§ **PROBLEM**
State how many lines in the records below contain the word "grandstand", giving only the number.

-- START OF LISTED ENTRIES --

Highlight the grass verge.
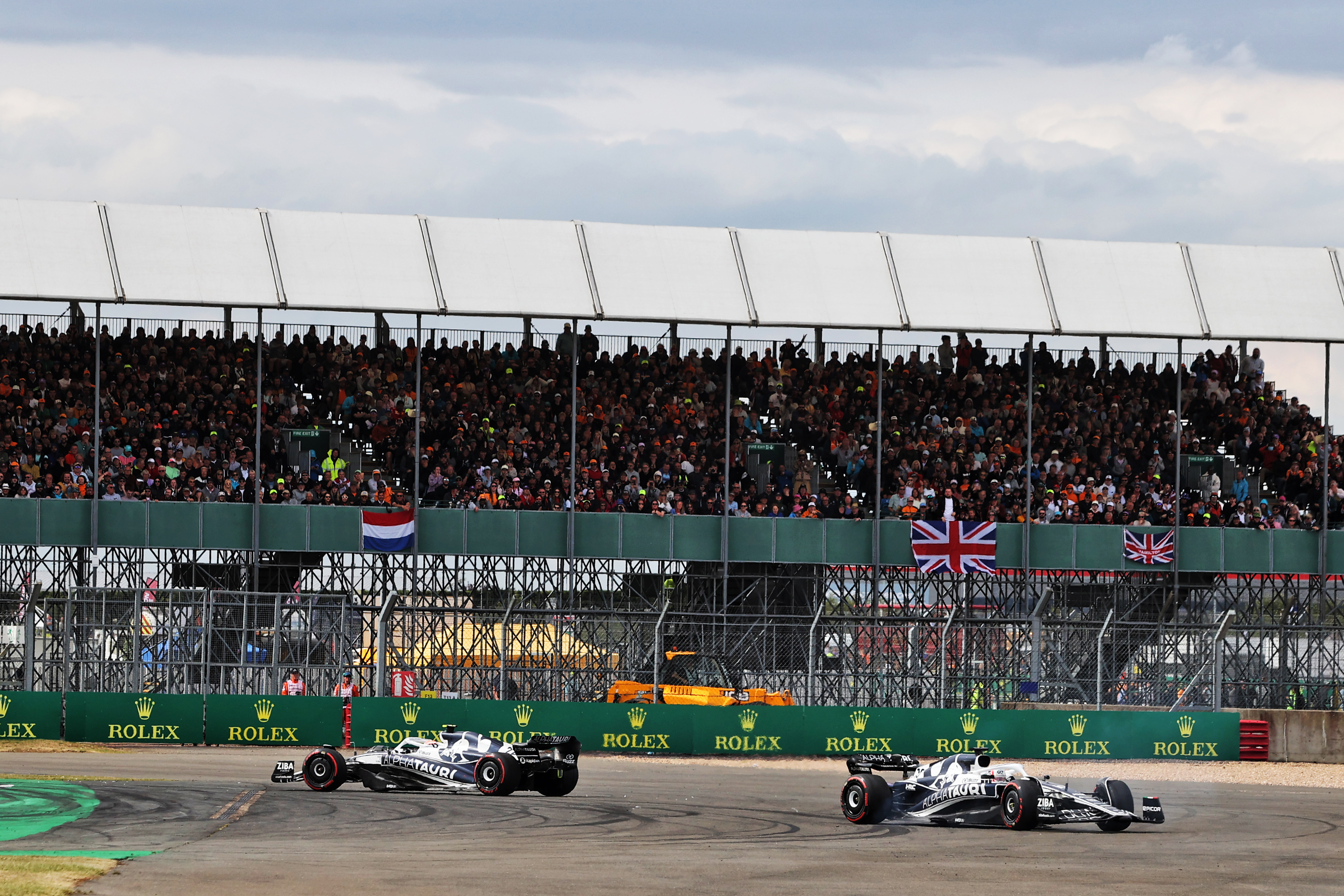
[0,856,117,896]
[0,740,126,752]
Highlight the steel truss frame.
[0,546,1344,708]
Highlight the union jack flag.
[1125,529,1176,563]
[910,521,997,572]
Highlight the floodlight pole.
[253,311,263,599]
[90,302,102,588]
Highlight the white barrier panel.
[0,199,117,300]
[108,203,278,308]
[738,230,902,329]
[1040,239,1204,338]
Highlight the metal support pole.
[564,317,579,607]
[719,324,732,625]
[808,592,826,707]
[938,601,958,709]
[1157,337,1185,618]
[1097,607,1116,711]
[89,302,102,586]
[649,598,672,702]
[374,591,401,697]
[497,594,513,700]
[251,305,263,596]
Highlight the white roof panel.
[1190,244,1344,343]
[269,211,438,314]
[738,230,902,329]
[0,199,117,301]
[583,223,751,324]
[429,218,594,318]
[1040,239,1204,338]
[890,234,1054,333]
[108,204,278,308]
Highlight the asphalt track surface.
[0,747,1344,896]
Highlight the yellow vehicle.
[606,650,793,707]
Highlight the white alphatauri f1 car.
[840,752,1164,833]
[270,727,581,797]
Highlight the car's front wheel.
[999,778,1040,830]
[1093,778,1134,834]
[476,752,523,797]
[840,775,891,825]
[304,750,345,793]
[532,767,579,797]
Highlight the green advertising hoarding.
[66,690,204,744]
[0,690,60,740]
[206,695,345,747]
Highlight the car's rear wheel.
[840,775,891,825]
[532,767,579,797]
[304,750,345,793]
[999,778,1040,830]
[1093,779,1134,834]
[476,752,523,797]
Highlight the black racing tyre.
[840,775,891,825]
[476,752,523,797]
[999,778,1040,830]
[532,766,579,797]
[304,750,345,793]
[1093,779,1134,834]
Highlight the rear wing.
[845,752,919,775]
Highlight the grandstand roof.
[0,200,1344,343]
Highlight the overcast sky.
[0,0,1344,416]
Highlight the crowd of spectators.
[0,317,1344,528]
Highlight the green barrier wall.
[65,690,204,744]
[351,697,1241,760]
[0,690,60,740]
[206,695,345,747]
[0,498,1344,575]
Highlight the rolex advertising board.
[0,690,60,740]
[66,690,204,744]
[206,695,353,747]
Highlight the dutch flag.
[364,510,415,551]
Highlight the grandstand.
[0,201,1344,705]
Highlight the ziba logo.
[0,695,38,740]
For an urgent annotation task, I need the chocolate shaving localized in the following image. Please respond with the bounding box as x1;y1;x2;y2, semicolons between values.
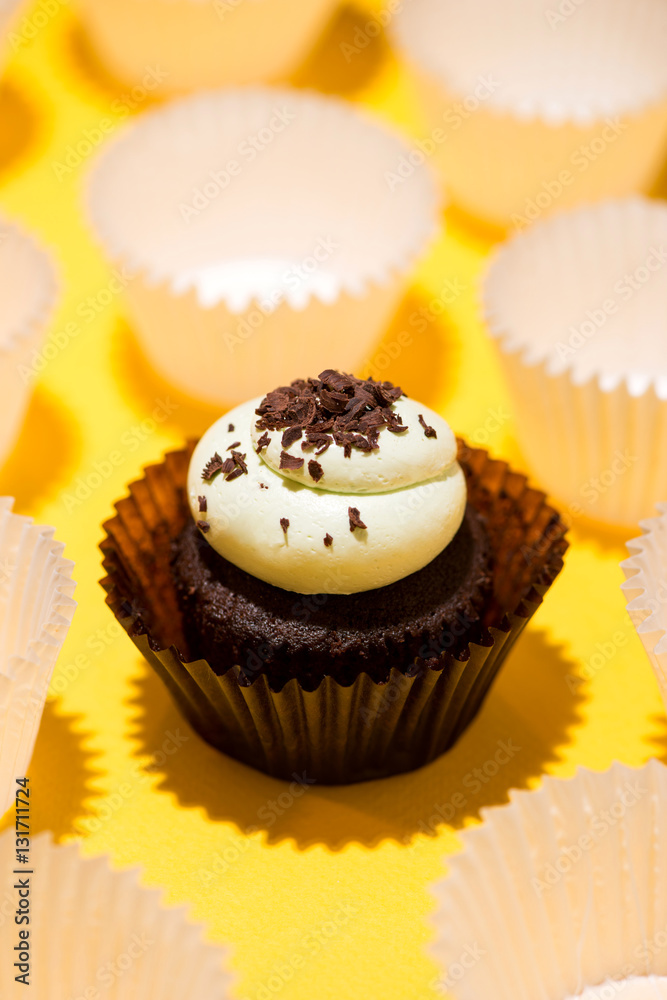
280;451;303;470
418;413;438;438
255;368;408;458
201;451;223;482
281;427;303;448
347;507;366;531
308;459;324;483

-- END OF LISTED ENTRIES --

§ **RESULT**
2